#### GIVEN PROBLEM:
Without changing a character, return the entries, but not the images they hold.

****************************************

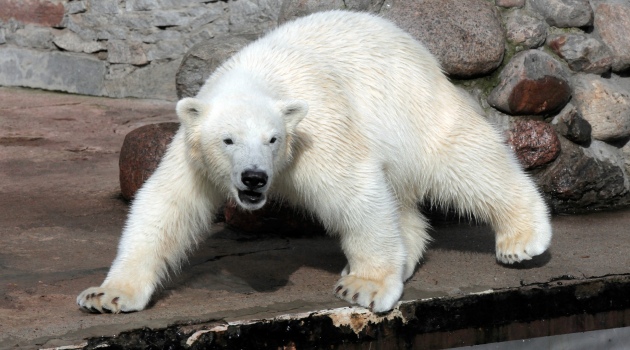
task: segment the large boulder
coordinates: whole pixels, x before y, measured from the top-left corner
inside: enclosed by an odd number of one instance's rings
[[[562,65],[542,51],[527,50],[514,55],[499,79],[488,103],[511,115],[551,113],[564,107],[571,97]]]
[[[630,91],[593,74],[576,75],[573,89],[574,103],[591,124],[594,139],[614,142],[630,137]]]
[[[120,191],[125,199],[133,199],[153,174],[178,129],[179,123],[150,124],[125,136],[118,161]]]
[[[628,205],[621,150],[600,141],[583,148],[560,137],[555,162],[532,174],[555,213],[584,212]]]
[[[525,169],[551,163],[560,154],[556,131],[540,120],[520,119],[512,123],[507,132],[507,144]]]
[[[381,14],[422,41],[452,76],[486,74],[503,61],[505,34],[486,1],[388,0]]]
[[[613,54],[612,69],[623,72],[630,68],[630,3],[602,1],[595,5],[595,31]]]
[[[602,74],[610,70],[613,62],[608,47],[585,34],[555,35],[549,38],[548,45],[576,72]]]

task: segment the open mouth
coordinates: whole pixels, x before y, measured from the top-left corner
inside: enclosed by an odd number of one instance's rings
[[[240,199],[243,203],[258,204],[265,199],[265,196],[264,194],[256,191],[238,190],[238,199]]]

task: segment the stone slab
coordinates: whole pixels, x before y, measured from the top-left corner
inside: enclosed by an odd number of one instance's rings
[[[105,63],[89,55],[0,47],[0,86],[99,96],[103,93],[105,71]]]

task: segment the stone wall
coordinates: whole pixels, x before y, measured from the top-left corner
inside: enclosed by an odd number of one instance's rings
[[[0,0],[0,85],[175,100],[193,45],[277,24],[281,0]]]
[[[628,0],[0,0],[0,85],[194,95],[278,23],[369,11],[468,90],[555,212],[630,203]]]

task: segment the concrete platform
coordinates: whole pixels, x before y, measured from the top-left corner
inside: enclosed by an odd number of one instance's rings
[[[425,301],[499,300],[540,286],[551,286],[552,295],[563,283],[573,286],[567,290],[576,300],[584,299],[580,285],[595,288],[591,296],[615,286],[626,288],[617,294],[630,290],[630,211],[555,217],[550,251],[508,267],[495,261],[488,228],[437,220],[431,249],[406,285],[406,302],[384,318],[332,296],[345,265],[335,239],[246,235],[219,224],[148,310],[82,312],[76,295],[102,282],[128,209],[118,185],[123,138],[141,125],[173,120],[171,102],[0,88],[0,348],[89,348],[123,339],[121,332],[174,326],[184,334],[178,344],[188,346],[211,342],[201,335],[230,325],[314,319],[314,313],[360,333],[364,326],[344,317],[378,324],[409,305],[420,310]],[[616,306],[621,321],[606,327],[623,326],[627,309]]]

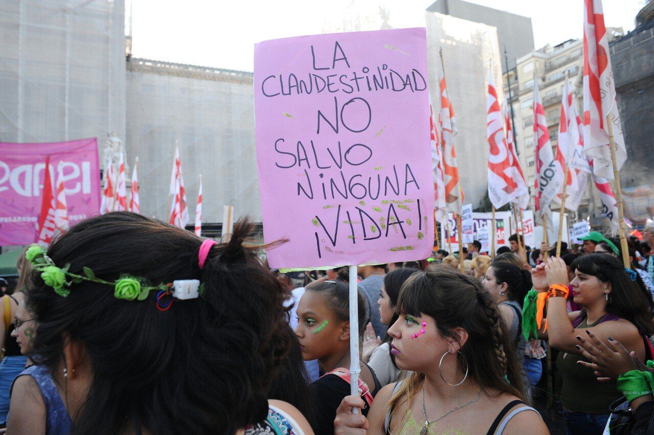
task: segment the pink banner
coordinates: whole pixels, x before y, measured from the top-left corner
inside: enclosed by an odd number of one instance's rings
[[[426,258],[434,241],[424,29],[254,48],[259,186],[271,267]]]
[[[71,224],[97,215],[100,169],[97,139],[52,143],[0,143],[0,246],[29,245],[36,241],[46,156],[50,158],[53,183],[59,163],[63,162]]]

****************************************

#### SOLUTION TO THE PROBLEM:
task: segment the large boulder
coordinates: whole pixels, x before y, measured from the top-left corner
inside: enclosed by an odd number of one instance's rings
[[[562,65],[542,51],[527,50],[514,55],[499,79],[488,103],[511,115],[551,113],[564,107],[571,97]]]
[[[630,91],[593,74],[576,75],[573,89],[574,103],[591,124],[594,139],[614,142],[630,137]]]
[[[120,191],[125,199],[133,199],[153,174],[178,129],[179,123],[150,124],[125,136],[118,161]]]
[[[628,205],[621,150],[600,141],[583,148],[560,137],[555,162],[532,174],[555,213],[584,212]]]
[[[525,169],[551,163],[560,154],[556,131],[540,120],[520,119],[512,123],[507,132],[507,144]]]
[[[381,14],[422,41],[452,76],[486,74],[503,61],[505,34],[486,1],[388,0]]]
[[[613,54],[612,69],[623,72],[630,68],[630,3],[602,1],[595,5],[595,31]]]
[[[602,74],[610,70],[613,62],[608,47],[585,34],[555,35],[549,38],[548,45],[576,72]]]

task: segment the open mouth
coordinates: whole pixels, x before y, measured from the top-left corner
inside: enclosed by an odd number of one instance's rings
[[[240,199],[243,203],[258,204],[265,199],[265,196],[264,194],[256,191],[238,190],[238,199]]]

task: segment the stone slab
coordinates: whole pixels, x before y, measured from the top-left corner
inside: enclosed by an odd number of one instance's rings
[[[105,63],[89,55],[0,47],[0,86],[99,96],[103,93],[105,71]]]

task: segment the stone wall
coordinates: whole pixels, x before y, measured from the top-left corner
inside: enclosed by an odd number of one instance's rings
[[[0,0],[0,85],[175,100],[193,45],[277,24],[281,0]]]
[[[628,0],[0,0],[0,85],[194,95],[278,23],[369,11],[468,90],[555,212],[630,203]]]

task: segment the concrete platform
coordinates: whole pixels, x before y, measured from the top-left corner
inside: enclosed by an odd number of one instance's rings
[[[425,301],[499,300],[540,286],[551,286],[552,295],[563,283],[573,286],[567,290],[576,300],[584,299],[580,285],[595,288],[591,296],[615,286],[626,288],[617,294],[630,290],[630,211],[555,217],[550,251],[508,267],[495,261],[488,228],[437,220],[431,249],[406,285],[406,302],[384,318],[332,296],[345,265],[335,239],[246,235],[219,224],[148,310],[82,312],[76,295],[102,282],[128,209],[118,185],[123,138],[141,125],[173,120],[171,102],[0,88],[0,348],[89,348],[123,339],[121,332],[174,326],[184,334],[178,344],[188,346],[211,342],[201,335],[230,325],[314,319],[314,313],[360,333],[364,326],[344,317],[378,324],[409,305],[420,310]],[[616,306],[621,321],[606,327],[623,326],[627,309]]]

task: segment the pink banner
coordinates: whole pixels, x before y, measured from the top-left corner
inside: enclosed by an odd number of one instance's rings
[[[426,258],[434,241],[424,29],[254,48],[259,186],[271,267]]]
[[[71,224],[97,215],[100,169],[97,139],[52,143],[0,143],[0,246],[29,245],[36,241],[46,156],[50,158],[53,183],[59,163],[63,162]]]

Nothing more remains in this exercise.